Provided records |
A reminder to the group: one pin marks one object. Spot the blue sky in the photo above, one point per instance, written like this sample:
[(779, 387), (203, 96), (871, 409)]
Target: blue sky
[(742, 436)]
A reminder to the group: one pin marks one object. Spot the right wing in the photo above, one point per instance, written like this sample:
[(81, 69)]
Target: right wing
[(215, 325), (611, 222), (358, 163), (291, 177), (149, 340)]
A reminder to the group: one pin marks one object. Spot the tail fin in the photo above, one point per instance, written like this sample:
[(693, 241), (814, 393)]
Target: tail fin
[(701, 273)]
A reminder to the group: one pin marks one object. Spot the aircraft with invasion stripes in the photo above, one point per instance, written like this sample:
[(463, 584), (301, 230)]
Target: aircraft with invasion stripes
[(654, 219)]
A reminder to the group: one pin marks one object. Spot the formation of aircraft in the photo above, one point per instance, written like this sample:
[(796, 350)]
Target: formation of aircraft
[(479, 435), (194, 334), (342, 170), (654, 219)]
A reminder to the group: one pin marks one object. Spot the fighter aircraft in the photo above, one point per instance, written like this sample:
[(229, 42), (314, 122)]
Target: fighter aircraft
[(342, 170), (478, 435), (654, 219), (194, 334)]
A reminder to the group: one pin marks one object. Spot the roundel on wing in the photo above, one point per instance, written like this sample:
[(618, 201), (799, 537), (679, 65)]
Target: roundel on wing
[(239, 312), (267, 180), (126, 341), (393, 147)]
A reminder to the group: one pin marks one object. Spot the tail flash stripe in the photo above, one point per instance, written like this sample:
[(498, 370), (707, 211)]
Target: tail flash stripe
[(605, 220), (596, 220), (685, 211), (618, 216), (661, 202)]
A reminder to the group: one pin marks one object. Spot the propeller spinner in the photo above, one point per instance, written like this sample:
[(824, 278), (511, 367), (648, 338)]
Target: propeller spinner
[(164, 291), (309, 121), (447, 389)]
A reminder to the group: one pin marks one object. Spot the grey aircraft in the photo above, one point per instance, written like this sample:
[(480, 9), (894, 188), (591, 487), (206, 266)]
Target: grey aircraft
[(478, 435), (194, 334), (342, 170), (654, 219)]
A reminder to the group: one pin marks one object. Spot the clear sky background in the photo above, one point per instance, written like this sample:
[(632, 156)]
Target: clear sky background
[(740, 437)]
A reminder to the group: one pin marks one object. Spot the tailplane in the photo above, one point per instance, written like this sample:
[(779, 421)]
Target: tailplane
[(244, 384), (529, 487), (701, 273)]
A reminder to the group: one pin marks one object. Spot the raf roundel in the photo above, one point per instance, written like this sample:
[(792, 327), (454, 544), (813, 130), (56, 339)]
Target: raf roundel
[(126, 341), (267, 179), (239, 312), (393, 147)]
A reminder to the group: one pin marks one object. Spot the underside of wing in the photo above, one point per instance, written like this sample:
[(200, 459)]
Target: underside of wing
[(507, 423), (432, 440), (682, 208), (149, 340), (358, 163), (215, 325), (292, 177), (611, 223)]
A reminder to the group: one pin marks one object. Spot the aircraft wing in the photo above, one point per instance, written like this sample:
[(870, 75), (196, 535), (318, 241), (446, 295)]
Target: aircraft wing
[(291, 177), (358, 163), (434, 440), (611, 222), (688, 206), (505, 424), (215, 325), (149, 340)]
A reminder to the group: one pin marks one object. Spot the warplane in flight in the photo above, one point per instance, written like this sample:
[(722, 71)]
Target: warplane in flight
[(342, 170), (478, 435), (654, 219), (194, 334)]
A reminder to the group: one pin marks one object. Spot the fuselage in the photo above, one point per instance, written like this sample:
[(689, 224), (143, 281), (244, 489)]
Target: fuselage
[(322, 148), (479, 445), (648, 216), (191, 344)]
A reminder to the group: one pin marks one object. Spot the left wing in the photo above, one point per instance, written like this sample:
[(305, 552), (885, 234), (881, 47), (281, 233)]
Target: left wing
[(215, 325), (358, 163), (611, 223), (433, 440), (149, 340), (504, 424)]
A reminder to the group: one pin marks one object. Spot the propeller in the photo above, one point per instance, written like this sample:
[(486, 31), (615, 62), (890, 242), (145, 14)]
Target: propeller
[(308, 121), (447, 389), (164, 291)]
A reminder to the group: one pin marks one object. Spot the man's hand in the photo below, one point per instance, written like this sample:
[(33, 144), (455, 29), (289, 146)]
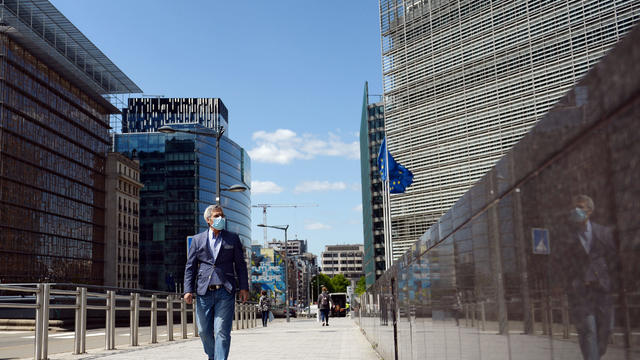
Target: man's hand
[(188, 298), (244, 295)]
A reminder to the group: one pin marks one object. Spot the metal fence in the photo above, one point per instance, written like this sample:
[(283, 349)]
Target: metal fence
[(104, 299)]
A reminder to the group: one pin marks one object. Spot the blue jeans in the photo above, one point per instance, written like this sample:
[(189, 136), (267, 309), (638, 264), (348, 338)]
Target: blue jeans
[(214, 315)]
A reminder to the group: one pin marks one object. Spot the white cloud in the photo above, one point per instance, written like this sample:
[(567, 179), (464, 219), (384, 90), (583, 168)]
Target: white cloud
[(317, 226), (310, 186), (283, 146), (265, 187)]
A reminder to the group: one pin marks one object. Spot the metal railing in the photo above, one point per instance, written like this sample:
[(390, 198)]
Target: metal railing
[(244, 317)]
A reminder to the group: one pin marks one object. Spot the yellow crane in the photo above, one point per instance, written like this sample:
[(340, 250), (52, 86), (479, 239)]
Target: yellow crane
[(264, 213)]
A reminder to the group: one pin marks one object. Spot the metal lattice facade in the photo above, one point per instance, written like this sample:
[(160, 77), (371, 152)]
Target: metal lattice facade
[(464, 80)]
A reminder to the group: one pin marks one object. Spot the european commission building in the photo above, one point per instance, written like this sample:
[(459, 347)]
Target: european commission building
[(464, 80)]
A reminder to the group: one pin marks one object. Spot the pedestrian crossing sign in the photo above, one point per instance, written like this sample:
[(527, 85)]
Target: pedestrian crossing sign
[(540, 237)]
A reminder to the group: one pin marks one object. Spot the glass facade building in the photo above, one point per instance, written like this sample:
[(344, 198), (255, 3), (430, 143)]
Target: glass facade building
[(540, 258), (53, 144), (179, 176), (371, 136), (465, 80)]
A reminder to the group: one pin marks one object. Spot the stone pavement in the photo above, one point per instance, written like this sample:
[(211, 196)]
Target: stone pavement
[(300, 339)]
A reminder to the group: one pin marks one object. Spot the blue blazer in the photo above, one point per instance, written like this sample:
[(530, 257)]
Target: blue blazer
[(229, 265)]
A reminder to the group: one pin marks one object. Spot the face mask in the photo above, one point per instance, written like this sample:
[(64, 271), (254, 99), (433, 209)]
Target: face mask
[(218, 223), (577, 215)]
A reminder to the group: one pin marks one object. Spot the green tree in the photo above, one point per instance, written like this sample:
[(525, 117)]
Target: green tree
[(340, 283), (324, 280), (361, 286)]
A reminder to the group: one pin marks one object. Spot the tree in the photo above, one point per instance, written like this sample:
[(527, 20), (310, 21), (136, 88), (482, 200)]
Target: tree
[(340, 283), (361, 286)]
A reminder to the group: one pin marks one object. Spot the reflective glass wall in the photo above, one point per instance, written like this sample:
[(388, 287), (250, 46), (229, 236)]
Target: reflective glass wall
[(53, 140), (540, 258)]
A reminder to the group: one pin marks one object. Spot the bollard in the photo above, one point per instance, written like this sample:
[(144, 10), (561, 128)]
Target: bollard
[(132, 299), (565, 317), (136, 318), (154, 319), (195, 321), (482, 314), (38, 339), (236, 317), (170, 317), (183, 318), (45, 320), (76, 324), (83, 320)]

Task to complete |
Substitute "A note for everyone" for "A reminder to the group" throughout all of the lines above, keeping everything else the same, and leave the pictures out of your answer.

Final result |
A note for everyone: one pin marks one object. Spot the blue sky in the photo above, one point per instance, written like this sample:
[(779, 387), (203, 96), (871, 409)]
Target: blue sky
[(742, 436)]
A note for everyone: one pin marks one object. Spot the right wing in the photo above, one point per instance, written like this sample:
[(81, 69)]
Target: right wing
[(215, 325), (611, 222), (358, 163), (291, 177), (149, 340)]
A note for everyone: one pin marks one object. Spot the tail fin in the photo above, one point per instance, written like this sample:
[(693, 241), (814, 393)]
Target: tail fin
[(701, 273)]
A note for everyone: one pin marks one object. Spot the aircraft with invasion stripes in the photo above, one point per instance, written like this sample:
[(463, 584), (301, 230)]
Target: aircraft with invasion stripes
[(654, 219)]
A note for everyone: one pin marks one object. Spot the formation of aircraft in the photo above, one point per instance, written like this sample:
[(796, 350)]
Target: formation of aircraft
[(479, 435), (194, 334), (342, 170), (654, 219)]
A note for everyone: one pin marks one object. Spot the fighter aircraft in the photo above, one point per instance, written like this sample:
[(229, 42), (314, 122)]
Target: fighter aircraft
[(342, 170), (478, 435), (654, 219), (194, 334)]
A note for everyone: one pin marks one object. Spot the roundel on wing in the photo above, one point per instance, written like this sample:
[(618, 201), (799, 537), (679, 65)]
Target: roundel on wing
[(239, 312), (267, 180), (126, 341), (393, 147)]
A note for everyone: one pin marks one object. Spot the tail flash stripe in the photo above, one point per instance, written like this sample:
[(498, 370), (707, 211)]
Target: tail flash stripe
[(605, 220), (596, 220), (685, 211), (618, 216), (661, 202)]
A note for everyone: one pin marks one object. Spot the propeller spinner in the photo above, one point per instance, written like this sample:
[(824, 278), (511, 367), (648, 338)]
Target: propeller spinner
[(164, 291), (309, 121), (447, 389)]
A note for everyone: one pin marks one object. Spot the grey aircraft in the photo above, one point per instance, written like this sample:
[(480, 9), (894, 188), (591, 487), (206, 266)]
Target: grey aircraft
[(478, 435), (194, 334), (342, 170), (654, 219)]
A note for everyone: one pin marks one object. Spot the clear sky background in the photo above, one point per instance, written like this sample:
[(632, 156)]
Target: clear sky background
[(740, 437)]
A note for everyone: one pin marks one object. Spot the tailplane in the photo above, one point per instance, written like this sample:
[(779, 421)]
Target: tailplane
[(244, 384), (529, 487), (701, 273)]
A note for everyone: one pin marks one object. Spot the raf roundel in the photo above, one point per instance, written like this sample:
[(792, 327), (454, 544), (813, 130), (56, 339)]
Target: raf roundel
[(126, 341), (267, 179), (239, 312), (393, 147)]
A note for everyone: one pin marks one object. Spot the underside of wing in the photo above, one point per instance, written like this sample:
[(200, 459)]
Target: underside of wing
[(507, 423), (432, 440), (682, 208), (149, 340), (358, 163), (215, 325), (292, 177), (611, 223)]
A note for everyone: one pin marks one object. Spot the aircraft wing in the photo above, one point per instance, written like this sample:
[(870, 75), (196, 535), (318, 241), (446, 295)]
Target: aircraft wing
[(291, 177), (358, 163), (434, 440), (611, 222), (688, 206), (505, 424), (215, 325), (149, 340)]
A note for everyone: one pin marks one object. Spot the warplane in flight in the photo above, one point per instance, written like this sample:
[(722, 71)]
Target: warplane in flight
[(342, 170), (478, 435), (654, 219), (194, 334)]
A note for everyone: one pin marks one object. Spot the fuselage in the photo above, one point per instance, written like this sample:
[(689, 224), (143, 281), (244, 489)]
Target: fuselage
[(322, 148), (479, 445), (648, 216), (191, 344)]
A note for everyone: one pin marks one object. Spot the left wing in the photo above, one point per instance, written like this sample:
[(305, 552), (885, 234), (881, 47), (281, 233)]
Target: left wing
[(215, 325), (358, 163), (611, 223), (433, 440), (149, 340), (504, 424)]
A note for everyone: one pin marks one object. Spot the propeller in the photo above, one point per instance, written like this sample:
[(486, 31), (615, 62), (890, 242), (145, 14)]
Target: propeller
[(308, 121), (447, 389), (164, 291)]
A note for everyone: one pin marks one object. Spot the man's hand in the photo below, one point per instance, written like this sample:
[(33, 144), (455, 29), (289, 146)]
Target: man's hand
[(188, 298), (244, 295)]
A note for everyone: one pin marks one object. Spot the metal fence in the photo above, one point per instance, written like this sample:
[(283, 349)]
Target: metal fence
[(104, 299)]
A note for everyone: one pin marks one object. Spot the blue jeans in the photo above, one point per instance, written like this sample:
[(189, 136), (267, 309), (638, 264), (348, 338)]
Target: blue jeans
[(214, 315)]
A note for everyone: one pin marks one object. Spot the white cloud in the photo above, one point per instance, written like this sample:
[(567, 179), (464, 219), (384, 90), (583, 168)]
Target: white cloud
[(317, 226), (310, 186), (283, 146), (265, 187)]
A note for everyone: one pin marks one object. Spot the metal railing in the photo above, one point per instance, written like this sample:
[(390, 198)]
Target: metal railing
[(244, 317)]
A note for everyone: one pin marks one object. Spot the yellow crane in the photo above, one point per instance, written like this sample:
[(340, 250), (52, 86), (479, 239)]
Target: yellow crane
[(264, 213)]
A note for everyone: one pin marks one object. Spot the metal lattice facade in the photo above, one point per instance, written like this sample:
[(160, 77), (371, 152)]
Target: metal lattice facade
[(464, 80)]
A note for everyone: one pin marks one object. Spot the european commission building in the photo above, one point per instance, written like this sample:
[(459, 347)]
Target: european commission building
[(464, 80)]
A note for everyone: one pin marks one object. Spot the pedestrian crossing sign in the photo above, one point per instance, written like this sample:
[(527, 85)]
Target: pedestrian crossing sign
[(540, 237)]
A note for everyone: one pin marks one object. Spot the glass facade building in the photo above, one point per instance, written like this sample:
[(344, 198), (255, 3), (430, 143)]
Target: glass facade building
[(540, 258), (53, 144), (179, 176), (371, 136), (465, 80)]
A note for everyone: one pin marks one object. Spot the stone pavement in the photo above, one point per instance, written like this sample:
[(211, 196)]
Target: stone pavement
[(300, 339)]
A note for everyone: one pin marks one object. Spot the blue blazer in the photo above, one point per instance, written like this sample:
[(530, 257)]
Target: blue blazer
[(229, 265)]
A note for everyone: one pin marks one object. Spot the face mask in the photo above, one point per instance, written like this sample:
[(64, 271), (254, 99), (433, 209)]
Target: face mask
[(218, 223), (577, 215)]
A note for everyone: one pin marks one object. Spot the green tree in the photo above, one point per instance, written like this sample:
[(525, 117)]
Target: green tree
[(340, 283), (324, 280), (361, 286)]
A note for everyone: one pin marks one object. Spot the tree in the photo above, one point per instance, written like this sample:
[(527, 20), (310, 21), (136, 88), (482, 200)]
Target: tree
[(340, 283), (361, 286)]
A note for everyone: one pin marks one object. Spot the reflective glass wall in the photo above, one point per instance, written like this sample:
[(388, 287), (250, 46), (229, 236)]
Target: reflective glass wall
[(53, 140), (540, 258)]
A note for everyone: one pin marks one object. Spot the bollard in the photo above, one point per instance, written like this sample:
[(144, 10), (561, 128)]
Target: bollard
[(132, 299), (565, 317), (136, 318), (154, 319), (195, 321), (482, 314), (38, 339), (236, 317), (170, 317), (183, 318), (45, 320), (76, 324), (83, 320)]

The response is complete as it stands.